* [REQUIREMENT 1] Copy the stretch of the Basel 3.1 article from "Kantilal Pithia takes" through "disclosures and reporting." word for word.
* [REQUIREMENT 2] Pick up the Basel 3.1 article where it stops and write what comes next.

* [PROVIDED TEXT]

Kantilal Pithia takes a look at the headline changes and what firms need to do now.
Contents

Policy statement 17/23 is the first of two papers covering the PRA’s near-final Basel 3.1 implementation. This first policy statement looks at scope and levels of application, market risk, credit valuation adjustment, operational risk, Pillar 2, and currency redenomination. The second paper, due in Q2 2024, will look at credit risk (standardised and internal ratings-based approach), credit risk mitigation, output floor, Pillar 3 disclosures and reporting.  

It’s dubbed as near-final, rather than final, as the PRA is waiting for HM Treasury to legally revoke the Capital Requirements Regulation (CRR) before it can update the relevant sections in the PRA rulebook. In due course, the regulator will publish all final policies, rules, and technical standards in a single policy statement. 

What are the headline changes? 

The PRA has made a number of changes from its previous consultation paper (CP16/22), most notably: 

  • Calculating the default risk for sovereign exposures: Under previous proposals, firms could use the market risk internal model to calculate the default risk for exposure to sovereigns. This aimed to standardise how firms treated these defaults across market and credit risk frameworks. This is no longer permissible.

* [EXTRACTED INFORMATION]
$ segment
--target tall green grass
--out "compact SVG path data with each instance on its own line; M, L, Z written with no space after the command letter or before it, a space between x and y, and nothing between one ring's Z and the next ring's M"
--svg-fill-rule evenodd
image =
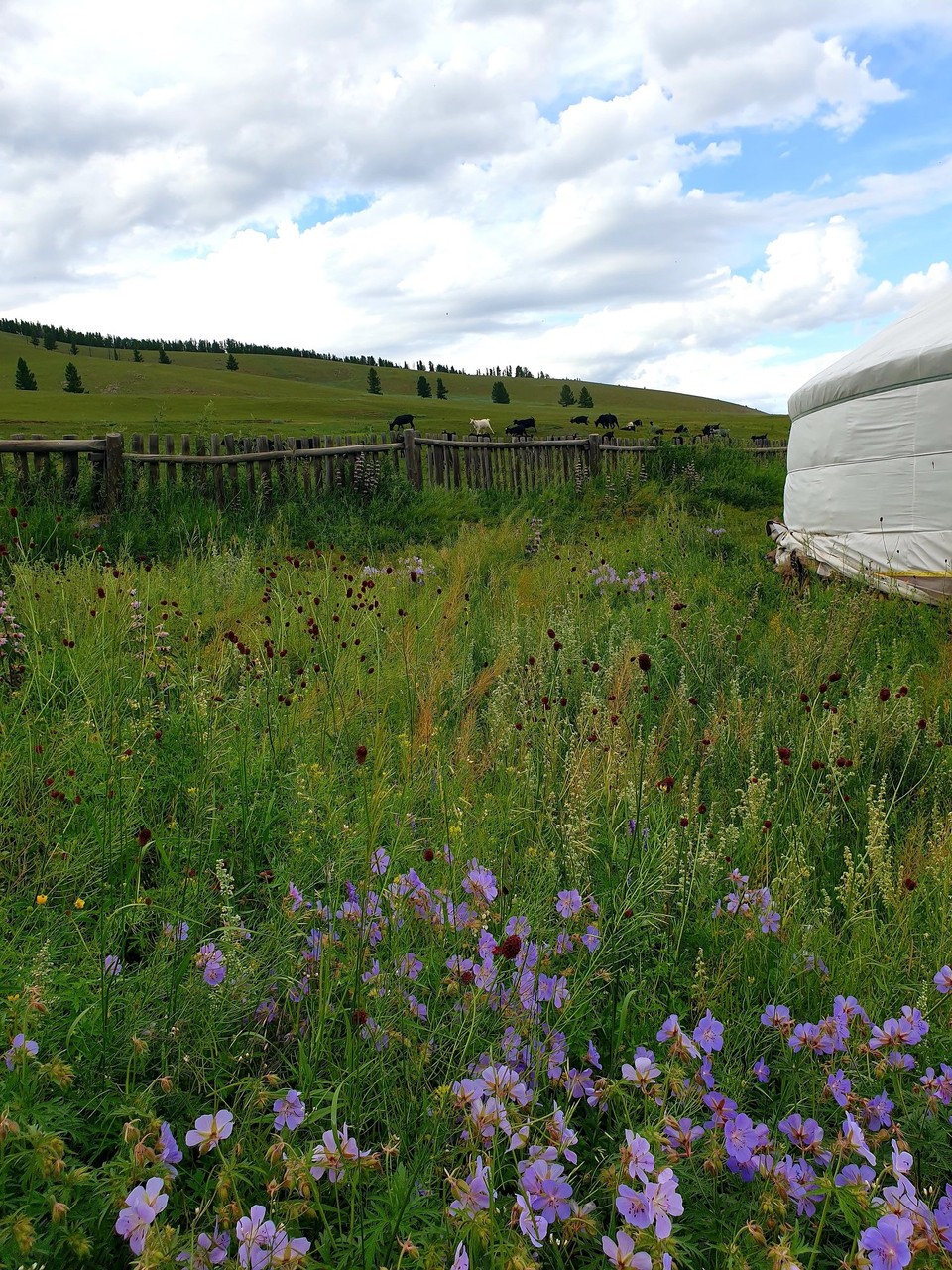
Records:
M665 1115L707 1115L699 1087L682 1091L684 1058L663 1060L650 1097L621 1081L635 1046L660 1053L670 1013L691 1030L710 1008L725 1024L718 1087L773 1137L800 1110L831 1144L829 1064L758 1017L783 1002L815 1020L835 993L876 1022L929 1013L913 1076L862 1045L836 1062L857 1096L890 1091L935 1204L948 1126L916 1078L949 1058L932 986L949 960L948 615L847 584L788 591L764 559L776 465L691 457L519 504L393 486L251 518L182 490L98 525L42 500L5 513L0 589L23 648L0 648L1 1005L8 1044L38 1046L0 1067L5 1264L128 1265L113 1224L160 1176L170 1199L143 1266L175 1265L198 1231L234 1233L260 1203L310 1241L314 1266L419 1253L446 1267L462 1242L479 1270L533 1256L589 1270L631 1181L625 1130L660 1167ZM599 582L608 566L658 578L632 592ZM485 906L462 889L472 860L499 885ZM420 916L411 870L467 900L472 926ZM776 933L712 916L731 870L769 886ZM350 888L363 903L393 883L374 942L347 916ZM597 917L562 919L571 889ZM570 993L534 1021L447 964L518 917ZM184 942L162 933L183 921ZM312 927L326 937L306 963ZM194 960L208 942L227 963L217 987ZM414 979L399 969L410 954ZM542 1050L564 1034L565 1066L604 1081L595 1106L572 1100L533 1050L527 1132L545 1140L565 1107L579 1134L566 1175L593 1205L534 1252L509 1224L518 1152L501 1134L461 1138L452 1091L481 1055L500 1059L506 1026ZM307 1120L282 1146L272 1105L289 1088ZM235 1130L199 1157L185 1130L218 1107ZM174 1179L161 1123L185 1154ZM315 1146L344 1124L371 1156L338 1185L312 1179ZM869 1133L885 1160L889 1137ZM471 1176L477 1151L500 1195L466 1223L447 1179ZM787 1265L833 1267L876 1219L831 1186L798 1214L782 1189L729 1173L715 1132L674 1167L687 1210L671 1240L635 1231L655 1266L666 1251L696 1270L767 1267L787 1248Z

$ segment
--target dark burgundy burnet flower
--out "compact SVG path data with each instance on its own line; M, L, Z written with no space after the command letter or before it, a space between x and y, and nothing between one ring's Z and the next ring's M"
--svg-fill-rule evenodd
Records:
M522 940L518 935L506 935L504 940L493 946L493 956L504 956L506 961L514 961L522 949Z

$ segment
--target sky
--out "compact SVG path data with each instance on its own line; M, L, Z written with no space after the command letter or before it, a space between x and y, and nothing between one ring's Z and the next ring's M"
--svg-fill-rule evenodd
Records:
M0 316L790 394L952 282L952 0L0 0Z

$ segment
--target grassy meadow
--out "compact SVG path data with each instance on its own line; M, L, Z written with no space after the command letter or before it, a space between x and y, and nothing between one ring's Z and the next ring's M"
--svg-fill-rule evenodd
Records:
M6 491L0 1264L949 1264L948 613L665 462Z
M37 377L38 390L14 389L17 359L23 357ZM562 380L504 378L509 405L494 405L494 377L443 375L449 396L435 398L437 375L428 373L434 396L416 395L418 371L380 368L382 395L367 391L367 367L350 362L312 358L241 354L239 370L225 370L225 354L171 353L171 364L160 366L157 353L143 352L133 362L123 349L113 361L110 349L80 345L74 357L67 344L56 352L34 348L22 335L0 333L0 436L60 431L91 436L117 431L234 432L256 434L263 428L286 428L289 433L355 437L386 431L396 414L415 414L423 432L468 432L471 418L493 419L503 432L513 418L533 415L542 434L571 433L570 417L578 408L557 404ZM63 392L66 366L74 362L85 391ZM572 381L578 398L584 381ZM768 432L784 437L786 415L765 415L730 401L659 392L649 389L588 384L595 409L581 413L594 418L603 410L621 422L654 419L659 427L688 424L699 431L704 423L721 422L739 438Z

* [TASK RESPONSE 1]
Kantilal Pithia takes a look at the headline changes and what firms need to do now.
Contents

Policy statement 17/23 is the first of two papers covering the PRA’s near-final Basel 3.1 implementation. This first policy statement looks at scope and levels of application, market risk, credit valuation adjustment, operational risk, Pillar 2, and currency redenomination. The second paper, due in Q2 2024, will look at credit risk (standardised and internal ratings-based approach), credit risk mitigation, output floor, Pillar 3 disclosures and reporting.

* [TASK RESPONSE 2]
  • New transitional arrangements in the credit value adjustment (CVA framework): The PRA previously proposed a transitional period for transactions that are no longer subject to exemptions under Basel 3.1. It's now offering an alternative, to allow firms to immediately include those transactions in the CVA framework, if simpler from an operational standpoint.  

Additional changes are outlined below, but it’s important to note that the amendments listed in the near-final policy paper are non-exhaustive. As such, firms should review the proposed updates to the PRA rulebook PDF [3.42MB] for a more comprehensive understanding of the changes and how they will affect the firms’ unique risk profile.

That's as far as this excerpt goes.